[Material excerpted from a collection]
# # # #

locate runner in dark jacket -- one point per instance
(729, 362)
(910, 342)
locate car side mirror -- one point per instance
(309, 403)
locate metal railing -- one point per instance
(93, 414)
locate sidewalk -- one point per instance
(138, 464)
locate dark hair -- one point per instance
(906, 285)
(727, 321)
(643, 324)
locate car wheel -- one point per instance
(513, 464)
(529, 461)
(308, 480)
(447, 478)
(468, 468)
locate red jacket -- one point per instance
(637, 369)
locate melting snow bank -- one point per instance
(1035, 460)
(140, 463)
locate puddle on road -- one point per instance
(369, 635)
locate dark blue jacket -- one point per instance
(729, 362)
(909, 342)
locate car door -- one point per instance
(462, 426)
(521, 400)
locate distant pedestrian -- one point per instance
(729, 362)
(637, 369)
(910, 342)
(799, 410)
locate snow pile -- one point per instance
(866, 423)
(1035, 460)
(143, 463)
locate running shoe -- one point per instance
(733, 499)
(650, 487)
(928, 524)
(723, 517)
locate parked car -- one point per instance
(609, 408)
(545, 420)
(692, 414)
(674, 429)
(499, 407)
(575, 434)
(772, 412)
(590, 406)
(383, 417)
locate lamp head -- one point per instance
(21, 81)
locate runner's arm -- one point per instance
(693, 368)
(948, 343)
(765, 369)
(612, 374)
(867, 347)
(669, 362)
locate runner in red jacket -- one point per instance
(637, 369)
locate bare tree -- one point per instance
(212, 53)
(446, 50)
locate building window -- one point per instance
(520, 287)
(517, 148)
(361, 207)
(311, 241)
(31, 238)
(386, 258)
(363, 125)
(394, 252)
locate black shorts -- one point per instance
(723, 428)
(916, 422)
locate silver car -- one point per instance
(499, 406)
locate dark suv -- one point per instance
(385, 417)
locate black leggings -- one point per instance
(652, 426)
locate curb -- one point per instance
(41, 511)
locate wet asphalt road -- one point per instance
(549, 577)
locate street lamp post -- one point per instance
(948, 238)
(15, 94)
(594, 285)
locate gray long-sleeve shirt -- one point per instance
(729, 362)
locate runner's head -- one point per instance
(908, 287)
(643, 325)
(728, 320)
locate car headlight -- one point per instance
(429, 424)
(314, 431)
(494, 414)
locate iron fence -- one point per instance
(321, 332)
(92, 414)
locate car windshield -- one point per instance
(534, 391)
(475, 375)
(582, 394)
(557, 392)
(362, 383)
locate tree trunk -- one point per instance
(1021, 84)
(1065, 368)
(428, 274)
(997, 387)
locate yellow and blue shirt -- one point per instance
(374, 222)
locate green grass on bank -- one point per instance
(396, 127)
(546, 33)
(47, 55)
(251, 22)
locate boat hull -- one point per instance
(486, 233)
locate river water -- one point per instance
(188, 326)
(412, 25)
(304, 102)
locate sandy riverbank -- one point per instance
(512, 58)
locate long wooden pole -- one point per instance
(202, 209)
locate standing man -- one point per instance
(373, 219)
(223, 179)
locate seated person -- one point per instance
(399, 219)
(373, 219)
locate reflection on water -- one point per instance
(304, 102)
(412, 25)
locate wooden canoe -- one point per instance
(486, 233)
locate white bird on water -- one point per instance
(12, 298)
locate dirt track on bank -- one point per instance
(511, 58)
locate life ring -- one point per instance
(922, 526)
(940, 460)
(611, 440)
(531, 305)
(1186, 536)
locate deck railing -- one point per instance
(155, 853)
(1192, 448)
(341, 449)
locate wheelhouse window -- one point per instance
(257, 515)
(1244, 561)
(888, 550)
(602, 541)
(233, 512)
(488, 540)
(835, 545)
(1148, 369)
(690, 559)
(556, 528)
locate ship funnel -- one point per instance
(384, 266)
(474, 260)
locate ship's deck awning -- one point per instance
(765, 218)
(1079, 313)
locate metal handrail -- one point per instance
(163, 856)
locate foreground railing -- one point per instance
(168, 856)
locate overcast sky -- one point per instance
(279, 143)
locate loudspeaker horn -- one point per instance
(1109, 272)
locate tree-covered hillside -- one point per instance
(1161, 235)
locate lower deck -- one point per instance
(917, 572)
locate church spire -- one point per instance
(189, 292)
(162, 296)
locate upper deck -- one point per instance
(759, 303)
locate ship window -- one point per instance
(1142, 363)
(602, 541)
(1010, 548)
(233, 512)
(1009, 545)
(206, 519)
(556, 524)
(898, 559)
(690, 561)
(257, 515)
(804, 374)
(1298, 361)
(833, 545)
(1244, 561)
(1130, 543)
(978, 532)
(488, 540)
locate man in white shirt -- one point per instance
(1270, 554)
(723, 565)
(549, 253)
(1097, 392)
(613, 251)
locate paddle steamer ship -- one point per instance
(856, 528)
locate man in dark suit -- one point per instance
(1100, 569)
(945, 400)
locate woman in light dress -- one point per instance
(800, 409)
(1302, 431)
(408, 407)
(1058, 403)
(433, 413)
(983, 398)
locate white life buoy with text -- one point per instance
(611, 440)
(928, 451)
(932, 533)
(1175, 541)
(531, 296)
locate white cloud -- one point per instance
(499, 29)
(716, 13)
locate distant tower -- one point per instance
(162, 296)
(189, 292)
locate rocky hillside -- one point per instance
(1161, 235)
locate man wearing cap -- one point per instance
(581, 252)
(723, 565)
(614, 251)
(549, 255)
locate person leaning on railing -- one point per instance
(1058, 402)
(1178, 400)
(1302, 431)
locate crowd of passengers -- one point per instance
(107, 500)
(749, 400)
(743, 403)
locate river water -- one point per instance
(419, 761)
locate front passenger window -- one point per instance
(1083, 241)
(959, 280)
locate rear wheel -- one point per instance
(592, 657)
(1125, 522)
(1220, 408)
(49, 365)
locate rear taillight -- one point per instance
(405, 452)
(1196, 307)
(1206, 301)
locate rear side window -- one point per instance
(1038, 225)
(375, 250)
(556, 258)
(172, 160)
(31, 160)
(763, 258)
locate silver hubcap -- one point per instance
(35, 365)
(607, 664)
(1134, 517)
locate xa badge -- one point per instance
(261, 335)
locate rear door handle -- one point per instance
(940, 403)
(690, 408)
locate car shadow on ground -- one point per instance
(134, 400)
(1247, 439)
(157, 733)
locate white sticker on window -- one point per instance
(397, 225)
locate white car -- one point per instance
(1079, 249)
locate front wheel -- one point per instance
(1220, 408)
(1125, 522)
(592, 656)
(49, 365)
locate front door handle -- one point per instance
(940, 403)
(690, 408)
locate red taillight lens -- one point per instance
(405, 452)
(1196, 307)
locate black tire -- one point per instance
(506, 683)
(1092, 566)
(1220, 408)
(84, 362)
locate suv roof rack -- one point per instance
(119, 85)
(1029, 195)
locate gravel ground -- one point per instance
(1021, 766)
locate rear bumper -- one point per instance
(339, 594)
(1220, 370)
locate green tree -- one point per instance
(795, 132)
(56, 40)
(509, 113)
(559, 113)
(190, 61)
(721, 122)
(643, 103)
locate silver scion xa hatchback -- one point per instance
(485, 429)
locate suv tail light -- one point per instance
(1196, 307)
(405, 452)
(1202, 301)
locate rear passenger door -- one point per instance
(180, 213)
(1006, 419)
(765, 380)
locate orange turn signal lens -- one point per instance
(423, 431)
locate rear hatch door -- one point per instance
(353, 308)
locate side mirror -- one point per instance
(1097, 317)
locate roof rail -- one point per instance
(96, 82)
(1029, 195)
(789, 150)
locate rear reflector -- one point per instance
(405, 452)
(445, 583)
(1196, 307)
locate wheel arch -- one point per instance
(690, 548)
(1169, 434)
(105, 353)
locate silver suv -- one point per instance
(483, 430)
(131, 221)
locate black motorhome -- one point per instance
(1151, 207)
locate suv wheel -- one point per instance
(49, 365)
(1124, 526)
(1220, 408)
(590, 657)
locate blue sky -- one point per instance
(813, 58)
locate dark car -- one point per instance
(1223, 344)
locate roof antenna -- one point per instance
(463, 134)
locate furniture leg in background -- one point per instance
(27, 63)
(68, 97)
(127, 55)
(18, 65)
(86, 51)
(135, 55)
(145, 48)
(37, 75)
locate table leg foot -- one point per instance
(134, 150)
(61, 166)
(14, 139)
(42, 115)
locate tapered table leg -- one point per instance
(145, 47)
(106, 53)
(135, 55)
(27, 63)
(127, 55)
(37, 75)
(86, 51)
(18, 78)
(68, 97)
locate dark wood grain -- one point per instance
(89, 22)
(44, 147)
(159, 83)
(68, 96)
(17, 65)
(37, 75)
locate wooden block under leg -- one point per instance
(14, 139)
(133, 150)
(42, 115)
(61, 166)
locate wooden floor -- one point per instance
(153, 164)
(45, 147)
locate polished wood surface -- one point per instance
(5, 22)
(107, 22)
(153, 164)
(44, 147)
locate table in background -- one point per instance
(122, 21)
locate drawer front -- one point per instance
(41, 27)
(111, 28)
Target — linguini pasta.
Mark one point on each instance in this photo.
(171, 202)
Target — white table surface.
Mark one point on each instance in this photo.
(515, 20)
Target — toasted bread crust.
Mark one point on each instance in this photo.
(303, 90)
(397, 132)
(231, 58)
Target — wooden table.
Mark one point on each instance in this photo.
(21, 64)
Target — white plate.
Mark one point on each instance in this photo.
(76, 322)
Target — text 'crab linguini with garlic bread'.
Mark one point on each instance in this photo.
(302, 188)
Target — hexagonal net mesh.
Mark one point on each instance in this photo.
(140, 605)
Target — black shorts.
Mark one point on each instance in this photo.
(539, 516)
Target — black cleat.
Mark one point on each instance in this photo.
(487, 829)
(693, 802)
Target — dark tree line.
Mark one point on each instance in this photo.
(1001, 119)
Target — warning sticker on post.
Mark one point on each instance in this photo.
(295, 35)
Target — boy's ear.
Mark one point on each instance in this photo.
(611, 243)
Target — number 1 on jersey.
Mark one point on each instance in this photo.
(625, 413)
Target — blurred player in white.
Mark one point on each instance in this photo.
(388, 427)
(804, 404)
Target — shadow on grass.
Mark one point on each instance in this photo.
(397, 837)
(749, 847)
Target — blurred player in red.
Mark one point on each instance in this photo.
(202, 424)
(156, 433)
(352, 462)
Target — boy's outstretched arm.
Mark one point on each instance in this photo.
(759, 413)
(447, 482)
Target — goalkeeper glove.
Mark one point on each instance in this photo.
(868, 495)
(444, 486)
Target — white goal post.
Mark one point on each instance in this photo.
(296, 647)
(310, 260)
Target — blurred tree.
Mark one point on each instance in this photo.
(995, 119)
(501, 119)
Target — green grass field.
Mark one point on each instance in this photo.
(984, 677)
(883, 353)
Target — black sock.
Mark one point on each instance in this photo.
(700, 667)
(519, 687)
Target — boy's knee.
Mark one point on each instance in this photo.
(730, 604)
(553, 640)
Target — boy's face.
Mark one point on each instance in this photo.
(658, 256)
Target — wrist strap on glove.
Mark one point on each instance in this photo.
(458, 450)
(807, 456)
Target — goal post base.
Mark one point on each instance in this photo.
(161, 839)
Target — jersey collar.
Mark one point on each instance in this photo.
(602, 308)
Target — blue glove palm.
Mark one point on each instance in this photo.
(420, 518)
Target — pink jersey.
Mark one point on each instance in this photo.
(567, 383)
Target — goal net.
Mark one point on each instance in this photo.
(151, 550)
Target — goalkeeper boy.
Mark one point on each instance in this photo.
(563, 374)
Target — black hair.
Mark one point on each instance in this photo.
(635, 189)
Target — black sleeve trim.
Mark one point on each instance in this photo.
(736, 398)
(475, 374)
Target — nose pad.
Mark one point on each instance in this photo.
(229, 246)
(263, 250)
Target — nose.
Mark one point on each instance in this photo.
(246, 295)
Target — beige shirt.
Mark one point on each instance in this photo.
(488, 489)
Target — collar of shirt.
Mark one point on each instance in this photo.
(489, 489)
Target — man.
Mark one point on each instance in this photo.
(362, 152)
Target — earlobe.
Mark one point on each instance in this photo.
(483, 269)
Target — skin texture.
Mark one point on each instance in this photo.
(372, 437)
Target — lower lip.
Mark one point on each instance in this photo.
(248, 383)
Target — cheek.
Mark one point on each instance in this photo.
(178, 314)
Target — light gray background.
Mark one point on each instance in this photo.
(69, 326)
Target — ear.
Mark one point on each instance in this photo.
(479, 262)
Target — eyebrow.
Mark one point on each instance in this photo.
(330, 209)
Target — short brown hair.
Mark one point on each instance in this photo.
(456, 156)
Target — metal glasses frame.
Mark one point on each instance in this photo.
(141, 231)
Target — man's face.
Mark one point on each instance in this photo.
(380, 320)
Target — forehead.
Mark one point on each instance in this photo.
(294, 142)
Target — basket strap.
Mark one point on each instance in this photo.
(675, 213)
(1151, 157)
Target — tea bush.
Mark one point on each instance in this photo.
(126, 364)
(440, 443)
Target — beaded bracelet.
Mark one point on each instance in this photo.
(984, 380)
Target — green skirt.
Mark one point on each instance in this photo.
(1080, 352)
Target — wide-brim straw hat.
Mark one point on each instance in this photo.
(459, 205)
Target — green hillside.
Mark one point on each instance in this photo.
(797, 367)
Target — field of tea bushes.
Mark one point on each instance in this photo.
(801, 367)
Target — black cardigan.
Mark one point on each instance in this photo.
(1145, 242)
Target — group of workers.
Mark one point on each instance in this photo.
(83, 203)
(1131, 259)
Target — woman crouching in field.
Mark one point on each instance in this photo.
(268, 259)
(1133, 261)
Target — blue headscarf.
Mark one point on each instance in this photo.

# # # #

**What you are asked to do**
Reproduce word for word the stretch of the material that opens with the line containing "Target — man." and continues through the final line of the material, including both of those lines.

**Expected answer**
Target — man.
Mark one point on each instance in this photo.
(362, 152)
Target — earlobe.
Mark one point on each instance in this photo.
(483, 269)
Target — skin texture.
Mark one point on each instance in this photo.
(372, 437)
Target — lower lip.
Mark one point on each instance in this photo.
(248, 383)
Target — cheek.
Mark one point on each instance in this photo.
(178, 314)
Target — light gray background.
Mark one point on each instance in this photo.
(69, 326)
Target — ear.
Mark one point on each instance in this photo.
(479, 262)
Target — eyebrow.
Mark one point on each instance in this photo.
(330, 209)
Target — short brown hair.
Mark one point on each instance in this photo.
(456, 156)
Target — metal glasses frame.
Mark one point on each instance in this photo.
(141, 231)
Target — man's face.
Mark one point on each instance in this photo.
(380, 320)
Target — forehead.
Mark one point on each instance in this photo.
(294, 142)
Target — basket strap.
Mark one point on each instance in this photo.
(675, 213)
(1151, 157)
Target — tea bush.
Mark one point on each instance in this photo.
(126, 364)
(440, 443)
Target — beaded bracelet.
Mark one point on each instance in this photo.
(984, 380)
Target — green skirt.
Mark one point on each instance in this photo.
(1080, 352)
Target — wide-brim straw hat.
Mark one point on each instance in this photo.
(459, 205)
Target — green hillside.
Mark one point on each instance in this photo.
(797, 367)
Target — field of tea bushes.
Mark one point on each instance in this photo.
(801, 367)
Target — black cardigan.
Mark one point on each instance in this photo.
(1145, 242)
Target — group of workers.
Mark one point on each instance in this photo.
(83, 203)
(1131, 259)
Target — woman crouching in field.
Mark one point on each instance in this photo.
(268, 259)
(1133, 261)
Target — blue headscarf.
Mark one point on each instance in this photo.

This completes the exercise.